§ **TASK ITEM**: Reproduce the part of the DNS truncation text that opens with the words containing "Introduction" and closes with "and EDNS behavior.".

╭─ TEXT EXCERPT

Introduction
DNS usually starts over UDP, but not every answer fits cleanly into a small datagram. Large responses, DNSSEC data, and oversized record sets can trigger truncation, forcing resolvers to retry over TCP. Problems arise when that fallback path is blocked or the zone consistently generates larger answers than the network path handles well. The fix is to determine whether the issue is simply large answers or broken fallback and EDNS behavior.
Symptoms
- DNS tools show the
TCtruncation flag on responses - Some clients resolve correctly while others fail or time out
- Large TXT, DNSSEC-signed, or multi-record answers are more likely to break
- Public resolvers behave differently depending on network path or resolver implementation
- The issue started after enabling DNSSEC or adding more records to the zone
Common Causes
- DNS responses exceed practical UDP size limits for the path or client
- EDNS is misconfigured, unsupported, or stripped by middleboxes
- TCP fallback to the authoritative server is blocked or unreliable
- DNSSEC signatures increase answer size beyond what the path handles cleanly
- The zone returns overly large responses because of record sprawl or unnecessary data
Step-by-Step Fix
- Query the affected record types and confirm whether the answer is being truncated over UDP.

╰─
╭─ RECORD EXCERPTS

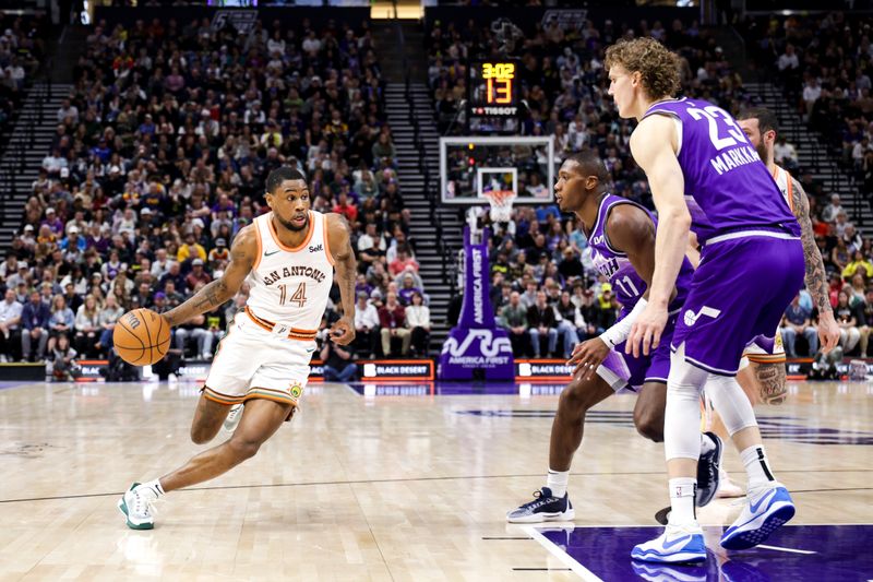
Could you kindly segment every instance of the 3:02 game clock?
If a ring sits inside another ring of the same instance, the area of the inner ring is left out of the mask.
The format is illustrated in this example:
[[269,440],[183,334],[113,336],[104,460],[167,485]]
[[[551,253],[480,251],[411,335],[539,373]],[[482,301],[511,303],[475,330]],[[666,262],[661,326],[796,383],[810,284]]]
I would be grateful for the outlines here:
[[473,61],[468,68],[467,119],[471,131],[518,130],[518,62]]

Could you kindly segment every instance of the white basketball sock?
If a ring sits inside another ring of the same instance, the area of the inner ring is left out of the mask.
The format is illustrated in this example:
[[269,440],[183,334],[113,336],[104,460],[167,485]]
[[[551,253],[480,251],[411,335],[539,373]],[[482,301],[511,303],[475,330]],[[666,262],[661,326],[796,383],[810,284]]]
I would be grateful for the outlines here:
[[773,486],[776,477],[773,476],[770,471],[767,453],[764,452],[763,444],[754,444],[740,453],[740,460],[745,466],[745,473],[749,475],[749,486],[746,490],[752,494],[754,489],[761,487]]
[[137,491],[152,491],[154,494],[154,498],[157,499],[164,495],[164,487],[160,486],[160,479],[150,480],[148,483],[143,483],[139,487],[136,487]]
[[708,452],[714,451],[716,448],[716,441],[714,441],[707,435],[701,433],[701,454],[706,454]]
[[708,372],[685,361],[682,344],[670,357],[667,405],[663,413],[663,452],[671,459],[701,456],[701,388]]
[[570,471],[552,471],[546,475],[546,487],[552,490],[554,497],[564,497],[566,483],[570,480]]
[[670,525],[690,525],[697,521],[694,513],[694,491],[697,479],[679,477],[670,479]]
[[755,411],[736,378],[710,373],[706,394],[731,437],[744,428],[757,426]]

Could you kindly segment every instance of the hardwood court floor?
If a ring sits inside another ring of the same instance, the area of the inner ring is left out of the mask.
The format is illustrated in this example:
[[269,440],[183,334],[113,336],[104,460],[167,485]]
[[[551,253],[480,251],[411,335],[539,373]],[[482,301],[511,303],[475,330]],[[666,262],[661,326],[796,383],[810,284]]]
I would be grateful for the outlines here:
[[[873,387],[791,391],[758,413],[798,504],[792,524],[873,524]],[[577,579],[560,544],[504,521],[543,485],[557,391],[429,392],[310,384],[302,413],[258,456],[167,496],[155,530],[134,532],[120,494],[202,450],[189,440],[198,387],[3,388],[0,580]],[[667,504],[662,447],[631,428],[633,403],[620,395],[589,415],[570,484],[576,525],[653,525]],[[741,476],[732,449],[725,462]],[[717,500],[701,518],[738,511]],[[603,556],[630,561],[599,535]]]

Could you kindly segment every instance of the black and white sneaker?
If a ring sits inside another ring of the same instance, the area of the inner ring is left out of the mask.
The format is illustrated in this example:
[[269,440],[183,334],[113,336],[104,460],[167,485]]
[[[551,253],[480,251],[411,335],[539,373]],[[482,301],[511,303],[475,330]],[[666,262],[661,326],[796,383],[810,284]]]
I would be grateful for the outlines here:
[[694,502],[698,508],[709,504],[718,492],[718,482],[720,478],[719,466],[721,465],[721,453],[725,447],[721,439],[715,432],[704,432],[716,443],[715,448],[708,453],[703,453],[697,461],[697,495]]
[[554,497],[552,490],[543,487],[534,492],[534,500],[506,513],[510,523],[542,523],[545,521],[570,521],[576,515],[570,497]]

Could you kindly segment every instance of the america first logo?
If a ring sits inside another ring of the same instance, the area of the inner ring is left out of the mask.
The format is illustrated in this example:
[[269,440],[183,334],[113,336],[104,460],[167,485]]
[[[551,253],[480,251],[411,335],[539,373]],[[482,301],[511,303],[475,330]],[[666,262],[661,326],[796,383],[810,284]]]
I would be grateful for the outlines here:
[[455,337],[446,340],[442,353],[449,354],[449,364],[490,368],[509,364],[512,343],[509,337],[494,337],[491,330],[469,330],[461,343]]

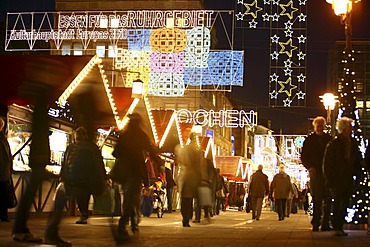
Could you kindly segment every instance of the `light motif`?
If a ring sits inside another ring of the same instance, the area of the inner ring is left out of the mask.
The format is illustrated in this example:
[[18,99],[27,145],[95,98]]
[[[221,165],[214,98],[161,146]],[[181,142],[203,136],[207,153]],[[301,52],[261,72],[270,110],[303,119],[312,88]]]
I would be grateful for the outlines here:
[[150,48],[152,51],[172,53],[185,50],[187,35],[185,30],[179,28],[159,28],[152,30],[150,35]]
[[262,8],[258,7],[257,0],[254,0],[251,4],[244,3],[244,6],[247,8],[244,15],[251,15],[253,18],[257,18],[258,12],[262,11]]
[[[293,0],[290,0],[287,4],[280,4],[279,6],[283,10],[280,12],[280,15],[286,15],[289,19],[293,19],[294,12],[298,11],[298,9],[293,6]],[[290,12],[287,11],[288,7],[290,7]]]
[[114,66],[116,69],[128,67],[146,67],[149,65],[149,51],[130,51],[127,49],[117,48],[117,56]]
[[279,45],[281,47],[279,53],[280,54],[287,54],[288,57],[292,57],[292,52],[294,50],[297,50],[298,47],[297,46],[294,46],[292,45],[292,39],[289,39],[287,42],[279,42]]
[[211,48],[211,32],[208,28],[193,28],[186,31],[188,43],[185,52],[185,66],[206,68]]
[[185,53],[150,53],[150,71],[153,73],[184,73]]
[[178,97],[185,91],[184,75],[176,73],[150,73],[148,94],[154,96]]
[[[296,85],[292,84],[292,78],[289,77],[286,81],[278,81],[280,85],[279,93],[286,93],[289,97],[292,96],[292,91],[297,88]],[[289,86],[289,88],[288,88]]]
[[243,52],[212,51],[207,68],[185,67],[184,82],[189,86],[243,85]]
[[149,51],[151,29],[128,29],[127,45],[129,50]]

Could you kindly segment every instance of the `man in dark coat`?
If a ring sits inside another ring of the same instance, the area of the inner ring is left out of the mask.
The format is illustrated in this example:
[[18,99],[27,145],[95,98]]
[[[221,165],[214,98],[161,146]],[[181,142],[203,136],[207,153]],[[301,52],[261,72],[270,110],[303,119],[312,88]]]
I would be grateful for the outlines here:
[[116,164],[111,173],[113,181],[122,185],[124,191],[123,215],[118,224],[119,240],[128,237],[126,225],[131,220],[131,230],[135,234],[139,231],[140,198],[142,185],[148,189],[149,175],[145,165],[144,152],[157,164],[163,164],[157,155],[158,150],[152,145],[148,135],[141,128],[141,116],[131,114],[130,121],[120,135],[114,148],[113,156]]
[[269,194],[269,181],[262,172],[263,166],[258,165],[258,170],[253,173],[249,184],[249,195],[252,206],[252,219],[260,220],[263,198]]
[[353,120],[343,117],[337,122],[338,135],[326,147],[323,172],[326,185],[334,198],[332,224],[335,236],[346,236],[343,224],[353,192],[353,177],[362,168],[357,141],[351,137]]
[[7,186],[12,179],[13,157],[5,135],[5,121],[0,117],[0,222],[8,222]]
[[[316,117],[312,122],[314,133],[309,135],[303,143],[301,160],[310,174],[310,190],[313,201],[313,217],[311,220],[312,231],[329,231],[331,196],[325,186],[322,173],[322,159],[325,147],[332,137],[324,133],[325,118]],[[324,208],[322,207],[324,202]],[[321,218],[322,217],[322,218]]]
[[173,188],[176,186],[176,182],[173,179],[172,170],[168,167],[165,167],[166,173],[166,196],[167,196],[167,210],[168,213],[172,213],[172,204],[173,204]]
[[281,164],[279,166],[279,173],[274,176],[270,185],[270,197],[275,198],[276,212],[279,221],[284,220],[286,201],[289,197],[289,193],[293,192],[290,176],[285,173],[285,166]]

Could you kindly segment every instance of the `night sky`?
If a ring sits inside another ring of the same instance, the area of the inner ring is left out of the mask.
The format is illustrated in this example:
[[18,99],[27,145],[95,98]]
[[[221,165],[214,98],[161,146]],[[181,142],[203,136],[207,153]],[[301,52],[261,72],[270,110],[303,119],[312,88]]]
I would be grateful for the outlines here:
[[[206,0],[207,9],[234,9],[236,0]],[[287,1],[281,0],[281,3]],[[344,40],[340,24],[331,5],[325,0],[308,0],[308,49],[306,107],[287,108],[268,106],[269,39],[268,31],[235,30],[234,49],[245,52],[244,86],[233,87],[232,98],[246,110],[254,109],[260,118],[270,119],[275,134],[306,134],[309,118],[326,115],[319,96],[327,92],[328,50],[336,40]],[[1,20],[6,12],[52,11],[53,0],[0,0]],[[352,17],[353,39],[370,38],[370,3],[362,0]],[[217,48],[227,45],[222,38]],[[335,92],[334,92],[335,93]]]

╰─

§ **SOLVED PROBLEM**:
Introduction
DNS usually starts over UDP, but not every answer fits cleanly into a small datagram. Large responses, DNSSEC data, and oversized record sets can trigger truncation, forcing resolvers to retry over TCP. Problems arise when that fallback path is blocked or the zone consistently generates larger answers than the network path handles well. The fix is to determine whether the issue is simply large answers or broken fallback and EDNS behavior.